Given instruction a:
Edit the records from their first line through the line containing "<point>351,113</point>", replacing "golden sky" with "amber sky" and leaving everything else unchanged.

The Art of Reading presents the first retrospective of Lawrence Schwartzwald’s candid images of readers, made between 2001 and 2017.

Partly inspired by André Kertész’s On Reading of 1971, Schwartzwald’s subjects are mostly average New Yorkers—sunbathers, a bus driver, shoeshine men, subway passengers, denizens of bookshops and cafes—but also artists, most notably Amy Winehouse at Manhattan’s now-closed all-night diner Florent.

In 2001 Schwartzwald’s affectionate photo of a New York bookseller reading at his makeshift sidewalk stand on Columbus Avenue (and inadvertently exposing his generous buttock cleavage) caused a minor sensation: first published in the New York Post, it inspired a reporter for the New York Observer to interview the “portly peddler” in a humorous column titled “Wisecracking on Columbus Avenue” of 2001.

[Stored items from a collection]
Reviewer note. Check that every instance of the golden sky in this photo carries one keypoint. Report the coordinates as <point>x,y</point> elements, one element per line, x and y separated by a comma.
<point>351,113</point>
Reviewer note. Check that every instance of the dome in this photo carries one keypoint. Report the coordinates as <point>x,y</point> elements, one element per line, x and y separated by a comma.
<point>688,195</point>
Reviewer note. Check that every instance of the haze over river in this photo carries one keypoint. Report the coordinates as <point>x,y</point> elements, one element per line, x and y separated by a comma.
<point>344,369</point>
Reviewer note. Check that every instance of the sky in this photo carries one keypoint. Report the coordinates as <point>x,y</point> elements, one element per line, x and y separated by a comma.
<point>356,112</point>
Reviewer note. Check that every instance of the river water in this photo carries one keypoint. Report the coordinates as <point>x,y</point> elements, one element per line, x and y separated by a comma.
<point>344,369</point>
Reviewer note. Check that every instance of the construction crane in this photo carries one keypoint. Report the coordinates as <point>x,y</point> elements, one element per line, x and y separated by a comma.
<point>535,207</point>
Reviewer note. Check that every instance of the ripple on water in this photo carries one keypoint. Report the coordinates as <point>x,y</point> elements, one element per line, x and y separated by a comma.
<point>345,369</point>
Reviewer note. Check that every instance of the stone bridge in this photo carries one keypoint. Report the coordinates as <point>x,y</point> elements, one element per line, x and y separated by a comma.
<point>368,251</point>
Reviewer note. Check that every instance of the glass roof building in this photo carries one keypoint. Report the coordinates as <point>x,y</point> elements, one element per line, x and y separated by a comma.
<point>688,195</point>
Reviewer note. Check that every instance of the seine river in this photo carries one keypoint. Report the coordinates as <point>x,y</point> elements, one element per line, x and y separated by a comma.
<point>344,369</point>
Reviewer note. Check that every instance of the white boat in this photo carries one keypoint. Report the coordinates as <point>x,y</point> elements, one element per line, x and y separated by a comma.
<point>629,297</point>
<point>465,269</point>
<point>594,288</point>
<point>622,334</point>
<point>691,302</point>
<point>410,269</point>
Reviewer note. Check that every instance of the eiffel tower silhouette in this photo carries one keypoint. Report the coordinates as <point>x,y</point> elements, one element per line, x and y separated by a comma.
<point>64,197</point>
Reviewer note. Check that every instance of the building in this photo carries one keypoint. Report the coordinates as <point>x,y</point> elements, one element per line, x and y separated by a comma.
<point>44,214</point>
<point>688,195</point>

Given instruction b:
From the exhibition description, copy out the passage beginning with the words "Partly inspired by" and ending after the words "all-night diner Florent.".

Final result a:
Reviewer note. Check that every instance of the amber sky in this photo carries one keypoint. Report the coordinates as <point>x,y</point> elements, one element per line, x and y separated by a comma.
<point>351,113</point>

Final result b:
Partly inspired by André Kertész’s On Reading of 1971, Schwartzwald’s subjects are mostly average New Yorkers—sunbathers, a bus driver, shoeshine men, subway passengers, denizens of bookshops and cafes—but also artists, most notably Amy Winehouse at Manhattan’s now-closed all-night diner Florent.